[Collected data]
####################

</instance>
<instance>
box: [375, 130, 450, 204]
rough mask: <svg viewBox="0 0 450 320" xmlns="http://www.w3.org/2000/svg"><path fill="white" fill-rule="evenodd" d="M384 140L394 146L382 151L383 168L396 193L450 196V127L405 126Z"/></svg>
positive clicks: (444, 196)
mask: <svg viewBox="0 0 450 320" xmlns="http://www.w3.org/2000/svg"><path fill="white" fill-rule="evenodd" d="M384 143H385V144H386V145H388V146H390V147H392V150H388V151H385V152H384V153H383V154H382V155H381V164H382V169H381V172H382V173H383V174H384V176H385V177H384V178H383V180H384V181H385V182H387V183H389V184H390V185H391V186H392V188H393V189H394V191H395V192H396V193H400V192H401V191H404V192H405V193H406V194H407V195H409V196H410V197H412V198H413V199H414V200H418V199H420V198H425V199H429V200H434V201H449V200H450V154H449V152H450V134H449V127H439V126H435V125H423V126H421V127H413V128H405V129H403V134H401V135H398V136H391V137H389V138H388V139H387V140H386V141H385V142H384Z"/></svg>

####################

Copy out the rows above exactly, from the start of the rows through the line containing "positive clicks: (444, 196)".

</instance>
<instance>
box: [375, 130, 450, 204]
rough mask: <svg viewBox="0 0 450 320" xmlns="http://www.w3.org/2000/svg"><path fill="white" fill-rule="evenodd" d="M384 140L394 146L382 151L383 168L396 193L450 196V127L405 126Z"/></svg>
positive clicks: (444, 196)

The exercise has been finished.